Requirement: When you reach the line containing "Target: person in red top" in the data below, begin returning lines exactly as written, and stop once the line containing "sample: <point>581,289</point>" has been returned.

[Start of Attachment]

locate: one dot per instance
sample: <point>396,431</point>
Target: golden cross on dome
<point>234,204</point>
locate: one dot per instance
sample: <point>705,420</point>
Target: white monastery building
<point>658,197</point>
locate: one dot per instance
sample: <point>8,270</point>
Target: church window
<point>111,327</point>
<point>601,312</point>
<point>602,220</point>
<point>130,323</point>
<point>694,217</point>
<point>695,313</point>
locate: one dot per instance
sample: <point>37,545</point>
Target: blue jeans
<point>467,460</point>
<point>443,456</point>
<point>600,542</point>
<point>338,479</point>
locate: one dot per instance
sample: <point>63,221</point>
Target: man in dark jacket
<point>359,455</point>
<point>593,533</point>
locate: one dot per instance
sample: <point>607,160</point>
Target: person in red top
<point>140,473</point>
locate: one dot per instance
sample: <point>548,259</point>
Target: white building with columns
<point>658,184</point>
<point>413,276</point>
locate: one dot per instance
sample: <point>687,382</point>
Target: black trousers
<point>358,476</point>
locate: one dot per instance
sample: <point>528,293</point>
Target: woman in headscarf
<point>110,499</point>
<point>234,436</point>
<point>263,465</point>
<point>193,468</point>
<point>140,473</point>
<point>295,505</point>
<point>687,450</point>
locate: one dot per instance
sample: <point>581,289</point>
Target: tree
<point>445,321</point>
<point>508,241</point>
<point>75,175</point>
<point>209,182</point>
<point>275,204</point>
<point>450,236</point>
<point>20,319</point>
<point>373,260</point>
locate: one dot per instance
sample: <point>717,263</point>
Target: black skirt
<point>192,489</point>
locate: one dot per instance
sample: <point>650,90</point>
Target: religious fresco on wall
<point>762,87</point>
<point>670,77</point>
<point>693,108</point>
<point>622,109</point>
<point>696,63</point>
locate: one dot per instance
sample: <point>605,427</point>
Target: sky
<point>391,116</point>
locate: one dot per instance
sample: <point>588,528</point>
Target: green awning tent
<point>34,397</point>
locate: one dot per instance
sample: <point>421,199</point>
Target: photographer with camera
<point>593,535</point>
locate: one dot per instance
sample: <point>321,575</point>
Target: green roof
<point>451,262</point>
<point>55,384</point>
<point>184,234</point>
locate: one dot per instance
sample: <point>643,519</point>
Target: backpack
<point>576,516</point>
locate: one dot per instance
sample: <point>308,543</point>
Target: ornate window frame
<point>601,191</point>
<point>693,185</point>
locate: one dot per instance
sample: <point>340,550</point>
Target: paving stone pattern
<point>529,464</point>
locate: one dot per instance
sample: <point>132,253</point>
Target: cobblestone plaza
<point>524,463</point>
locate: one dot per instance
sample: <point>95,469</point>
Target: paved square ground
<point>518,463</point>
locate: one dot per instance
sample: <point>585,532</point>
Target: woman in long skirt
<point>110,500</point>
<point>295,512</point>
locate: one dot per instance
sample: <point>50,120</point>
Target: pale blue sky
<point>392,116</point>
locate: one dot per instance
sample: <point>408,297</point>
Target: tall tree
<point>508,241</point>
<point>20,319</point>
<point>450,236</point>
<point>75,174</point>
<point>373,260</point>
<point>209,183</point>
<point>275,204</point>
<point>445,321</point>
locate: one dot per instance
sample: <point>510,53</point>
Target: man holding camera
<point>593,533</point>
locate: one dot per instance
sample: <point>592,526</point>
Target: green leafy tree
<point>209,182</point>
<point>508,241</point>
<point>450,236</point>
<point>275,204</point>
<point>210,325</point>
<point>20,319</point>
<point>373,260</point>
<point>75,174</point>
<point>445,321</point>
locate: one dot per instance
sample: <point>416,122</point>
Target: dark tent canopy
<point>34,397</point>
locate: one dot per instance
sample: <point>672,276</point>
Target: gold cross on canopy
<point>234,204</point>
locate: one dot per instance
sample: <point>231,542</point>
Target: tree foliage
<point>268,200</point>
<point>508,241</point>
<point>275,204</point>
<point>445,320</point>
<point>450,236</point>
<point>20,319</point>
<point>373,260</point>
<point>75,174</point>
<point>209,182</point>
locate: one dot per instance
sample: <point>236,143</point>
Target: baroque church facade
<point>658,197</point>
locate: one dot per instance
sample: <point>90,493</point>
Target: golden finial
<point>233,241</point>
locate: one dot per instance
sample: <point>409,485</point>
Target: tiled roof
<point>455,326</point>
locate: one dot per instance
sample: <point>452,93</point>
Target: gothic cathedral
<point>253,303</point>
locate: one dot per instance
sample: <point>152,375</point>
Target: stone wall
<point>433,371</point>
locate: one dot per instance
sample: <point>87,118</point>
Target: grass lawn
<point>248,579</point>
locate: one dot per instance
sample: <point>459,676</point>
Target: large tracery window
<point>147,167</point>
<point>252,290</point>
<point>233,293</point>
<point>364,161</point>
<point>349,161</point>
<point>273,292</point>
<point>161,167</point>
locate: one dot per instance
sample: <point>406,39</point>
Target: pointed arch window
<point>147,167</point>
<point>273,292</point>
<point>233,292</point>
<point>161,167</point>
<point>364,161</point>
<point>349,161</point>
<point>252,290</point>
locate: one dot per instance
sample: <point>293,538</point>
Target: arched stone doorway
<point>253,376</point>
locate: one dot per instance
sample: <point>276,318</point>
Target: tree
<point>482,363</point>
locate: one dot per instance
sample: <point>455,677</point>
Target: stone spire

[End of Attachment]

The completed task:
Target: person in red top
<point>140,473</point>
locate: one dot per instance
sample: <point>548,259</point>
Target: white building with columns
<point>658,184</point>
<point>413,276</point>
locate: one dot per instance
sample: <point>687,382</point>
Target: black trousers
<point>358,476</point>
locate: one dot per instance
sample: <point>528,293</point>
Target: woman in headscarf
<point>110,499</point>
<point>234,436</point>
<point>263,465</point>
<point>193,468</point>
<point>140,473</point>
<point>295,505</point>
<point>687,450</point>
locate: one dot per instance
sample: <point>581,289</point>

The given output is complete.